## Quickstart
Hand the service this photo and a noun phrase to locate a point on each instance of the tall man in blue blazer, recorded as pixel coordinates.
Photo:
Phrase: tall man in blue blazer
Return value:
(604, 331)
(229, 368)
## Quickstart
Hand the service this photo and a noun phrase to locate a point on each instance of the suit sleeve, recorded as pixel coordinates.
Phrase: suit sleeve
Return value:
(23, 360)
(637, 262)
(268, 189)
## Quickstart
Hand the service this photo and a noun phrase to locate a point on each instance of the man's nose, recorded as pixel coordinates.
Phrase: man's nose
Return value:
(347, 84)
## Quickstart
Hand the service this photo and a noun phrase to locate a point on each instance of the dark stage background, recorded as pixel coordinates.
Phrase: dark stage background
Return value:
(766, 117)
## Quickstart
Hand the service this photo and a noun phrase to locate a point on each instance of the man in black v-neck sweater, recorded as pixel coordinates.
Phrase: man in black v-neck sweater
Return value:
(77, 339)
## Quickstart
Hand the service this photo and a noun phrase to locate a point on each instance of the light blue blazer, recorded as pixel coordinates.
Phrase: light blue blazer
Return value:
-------
**Exercise instructions:** Write out every line of the listing above exactly as it appears, from the first line to the last.

**Result:**
## Quickstart
Hand the service this photo and a noun phrase to locate a point on each instance of the tall man in blue blazer, recorded as pixel coordinates.
Photo:
Phrase: tall man in blue blazer
Return value:
(604, 331)
(229, 368)
## Quickstart
Hand the service this photo and a noun phrase to locate a point on each instance of the suit sleeve, recorded as pixel coordinates.
Phrase: suit sleeve
Return value:
(23, 360)
(637, 262)
(268, 189)
## Quickstart
Hand the service this photo and a noun phrase to locate a point on each instance of the man's nose, recorded as pixel coordinates.
Phrase: man's nose
Return value:
(347, 84)
## Quickstart
Hand the service this photo and a noun phrase to locate a point on each instance of the dark stage background, recorded as pixel coordinates.
Phrase: dark stage background
Return value:
(766, 117)
## Quickstart
Hand the service this photo and a noun phrase to locate a point on each instance of the man in black v-neck sweater, recorded as pixel coordinates.
Phrase: man in black v-neck sweater
Return value:
(77, 339)
## Quickstart
Hand the service this photo and a noun phrase to locate a point on each instance of the light blue blazer, recorded as pixel coordinates.
Phrase: light blue blazer
Return value:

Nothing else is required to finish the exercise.